■ **What is being asked**:
Return all the entries. Match them word for word.

■ **Records drawn from a dataset**:
□ □ □ □ □ □ □

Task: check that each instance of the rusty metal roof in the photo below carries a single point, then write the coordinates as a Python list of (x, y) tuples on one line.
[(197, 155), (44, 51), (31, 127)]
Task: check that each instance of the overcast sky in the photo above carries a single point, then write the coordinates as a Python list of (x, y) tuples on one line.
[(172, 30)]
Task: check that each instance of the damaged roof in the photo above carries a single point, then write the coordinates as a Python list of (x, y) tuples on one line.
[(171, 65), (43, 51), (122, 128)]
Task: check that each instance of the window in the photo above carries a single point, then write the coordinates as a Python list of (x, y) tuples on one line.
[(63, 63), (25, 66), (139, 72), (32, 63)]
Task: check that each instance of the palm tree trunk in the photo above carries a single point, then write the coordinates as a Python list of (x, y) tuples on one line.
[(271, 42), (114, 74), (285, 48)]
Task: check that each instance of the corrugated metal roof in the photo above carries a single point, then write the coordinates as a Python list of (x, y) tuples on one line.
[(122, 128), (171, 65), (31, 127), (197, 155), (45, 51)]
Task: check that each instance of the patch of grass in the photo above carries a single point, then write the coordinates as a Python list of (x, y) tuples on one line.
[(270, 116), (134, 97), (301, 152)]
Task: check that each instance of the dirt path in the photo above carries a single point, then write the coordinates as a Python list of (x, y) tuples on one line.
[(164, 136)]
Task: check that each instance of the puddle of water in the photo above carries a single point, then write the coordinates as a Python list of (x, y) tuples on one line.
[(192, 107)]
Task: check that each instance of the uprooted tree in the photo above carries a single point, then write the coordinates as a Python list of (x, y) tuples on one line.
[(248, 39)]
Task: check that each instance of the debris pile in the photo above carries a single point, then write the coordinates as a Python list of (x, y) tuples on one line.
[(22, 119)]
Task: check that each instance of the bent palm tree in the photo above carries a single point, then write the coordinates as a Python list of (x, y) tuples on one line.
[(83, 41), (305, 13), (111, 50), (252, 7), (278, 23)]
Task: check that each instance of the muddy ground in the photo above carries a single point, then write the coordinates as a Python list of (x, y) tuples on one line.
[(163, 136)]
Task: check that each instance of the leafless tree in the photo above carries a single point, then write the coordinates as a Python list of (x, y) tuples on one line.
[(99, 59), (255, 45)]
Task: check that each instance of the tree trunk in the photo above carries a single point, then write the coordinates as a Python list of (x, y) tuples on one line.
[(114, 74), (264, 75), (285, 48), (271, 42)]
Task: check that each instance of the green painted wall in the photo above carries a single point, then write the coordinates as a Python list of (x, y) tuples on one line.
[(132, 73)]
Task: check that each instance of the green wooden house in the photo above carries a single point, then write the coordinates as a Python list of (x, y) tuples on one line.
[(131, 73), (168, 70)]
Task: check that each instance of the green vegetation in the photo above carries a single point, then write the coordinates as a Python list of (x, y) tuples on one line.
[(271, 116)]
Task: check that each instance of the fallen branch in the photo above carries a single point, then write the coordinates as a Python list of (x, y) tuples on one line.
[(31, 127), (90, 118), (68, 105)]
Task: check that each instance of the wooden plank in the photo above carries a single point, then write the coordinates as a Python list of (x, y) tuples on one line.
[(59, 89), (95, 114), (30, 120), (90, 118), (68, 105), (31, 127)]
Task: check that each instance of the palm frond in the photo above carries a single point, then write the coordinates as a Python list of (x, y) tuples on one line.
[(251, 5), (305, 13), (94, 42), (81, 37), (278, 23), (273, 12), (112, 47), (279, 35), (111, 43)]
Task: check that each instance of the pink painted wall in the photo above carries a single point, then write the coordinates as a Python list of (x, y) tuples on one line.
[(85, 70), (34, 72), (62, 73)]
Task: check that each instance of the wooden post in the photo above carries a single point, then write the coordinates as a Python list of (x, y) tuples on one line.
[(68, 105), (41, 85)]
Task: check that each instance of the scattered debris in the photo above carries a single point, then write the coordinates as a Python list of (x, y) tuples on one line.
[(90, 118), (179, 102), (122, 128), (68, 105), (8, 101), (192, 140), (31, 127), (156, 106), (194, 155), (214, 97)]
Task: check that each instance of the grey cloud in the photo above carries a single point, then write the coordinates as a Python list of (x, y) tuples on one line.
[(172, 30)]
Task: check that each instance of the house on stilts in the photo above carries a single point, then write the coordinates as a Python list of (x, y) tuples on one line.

□ □ □ □ □ □ □

■ **Exercise answer**:
Task: check that each instance of the rusty metal roof in the photo below carries a single point, then write the coordinates as a Python list of (x, y) tuples on one line.
[(197, 155), (44, 51), (31, 127)]
Task: check that each instance of the overcast sky in the photo above carries a single point, then write the coordinates as a Python list of (x, y) tuples on one line.
[(172, 30)]
Task: check that each instance of the damaged roof in the photo above carries a single point, then write the coordinates as a Python list of (x, y) tuples on one line.
[(171, 65), (43, 51), (122, 128)]
Task: check that each instance of the window in the photo above carries a single point, then write the coordinates as a Python list of (x, y) tuples on one line.
[(63, 63), (25, 66), (139, 72), (32, 63)]
Task: check that each instance of the palm tree trunk in the photo above carries a single point, then write the coordinates as a Python list of (x, y) tuples on one line.
[(271, 42), (114, 74), (285, 48)]
Task: check that each instance of the corrugated metal roof in the photo above carries a single point, then write the coordinates as a Python list of (x, y) tuples on one line.
[(122, 128), (171, 65), (31, 127), (197, 155), (45, 51)]
Task: check that each instance of the patch of grass in the photo above carries a single point, then write the coordinates as a Python list of (x, y) tuples on one line.
[(270, 116), (134, 97), (301, 152)]
Task: check that each instance of the dirt path in the photo above carries a single point, then write the coordinates as a Python list of (x, y) tuples on one line.
[(164, 136)]
Task: check that each instance of the puddle of water in the photo above carries a single point, then write the coordinates as a Python list of (x, y) tuples on one line.
[(192, 107)]
Task: check that each instance of the uprooted tree in the photo above carries a single point, then write the coordinates as a Python list of (x, y) tuples on one line.
[(248, 39)]
Task: check that each instance of the debris pile in the photo above carries a single point, then write the coordinates as a Python list of (x, y) tuples on one line.
[(22, 119)]
Task: check that each instance of the bent palm tree in the photo above carries a single point, then write the coordinates as a Python list of (x, y) tuples on one line.
[(83, 41), (305, 13), (111, 50), (252, 7), (278, 23)]
Task: check that each instance of the muddy ground in the photo above carries a single point, then write the coordinates as a Python list of (x, y) tuples on one line.
[(163, 136)]
Task: check that each instance of the leafless tree in the photo above carries a single point, then write the coordinates as a Python list of (x, y) tuples on one line.
[(99, 59), (255, 45)]
Task: check that each instance of the tree trunk in the photo above carries a single point, then write the coordinates as a Python list of (x, y) tuples on one line.
[(114, 74), (264, 75), (285, 48), (271, 42)]
Task: check that each instance of the green painted wall in the photo above carries a single point, then write the coordinates as a Python list of (x, y) tuples on one line.
[(132, 73)]
Task: check that each instance of the green wooden house in the photo above carries a single point, then write the coordinates as a Python list of (x, y) tuples on one line.
[(131, 73), (168, 70)]
Task: check that each instance of the green vegetation in the photo above carries a single point, then write the coordinates as a Python list of (x, y) tuples on one line.
[(271, 116)]
Task: check that each instance of the fallen branch in the photo above carries a single point, then write the coordinates as a Python list of (x, y) tuples on one line.
[(31, 127), (90, 118), (68, 105)]
Task: check that each instance of the wooden plank in the photo above carries a single point, then write the coordinates as a Python list of (x, y) tuples on one line.
[(59, 89), (95, 114), (30, 120), (90, 118), (68, 105), (31, 127)]
Task: check that each instance of the palm frond in the photo above carries a single point, then write the coordinates as a Python list of (x, y) tuples on one line.
[(251, 5), (305, 13), (94, 42), (81, 37), (278, 23), (273, 12), (112, 47), (279, 35), (111, 43)]
Task: check that each instance of the pink painted wall in the photo above carries a single point, then write the coordinates as a Python list of (x, y) tuples on one line.
[(85, 70), (34, 72), (62, 73)]
Task: check that each instance of the wooden post in the photo above carries a single point, then write the coordinates as a Python list of (x, y) tuples on one line.
[(68, 105), (41, 85)]
Task: check that each instance of the scattered debris in the photo above carries a single point, then write the coordinates as a Python list of (x, y) tuples on one line.
[(90, 118), (179, 102), (122, 128), (68, 105), (8, 101), (192, 140), (31, 127), (156, 106), (194, 155), (214, 97)]
Task: check that each instance of the grey cloud in the photo above carries a single point, then write the coordinates as a Python list of (x, y) tuples on one line.
[(172, 30)]
Task: check that each instance of the house on stilts in the photo above carries a single point, then write the coordinates as a Python list of (x, y) tuples on one line.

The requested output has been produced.